Your instructions:
The lines to output run from the first line of the entries below through the line containing "pixels, x before"; copy them exactly and leave out pictures.

Collected data
------
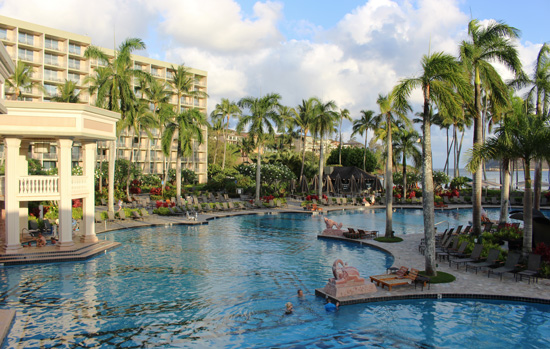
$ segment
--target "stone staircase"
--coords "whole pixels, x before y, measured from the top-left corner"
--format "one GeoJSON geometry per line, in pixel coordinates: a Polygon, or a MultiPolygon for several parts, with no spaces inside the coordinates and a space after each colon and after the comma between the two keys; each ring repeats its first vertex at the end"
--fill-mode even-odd
{"type": "Polygon", "coordinates": [[[96,243],[75,243],[71,249],[63,251],[56,246],[25,247],[21,253],[0,253],[0,266],[83,261],[120,245],[119,242],[100,240],[96,243]]]}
------
Result below:
$ segment
--target "stone staircase"
--coords "whole pixels, x before y, measured from the top-left corner"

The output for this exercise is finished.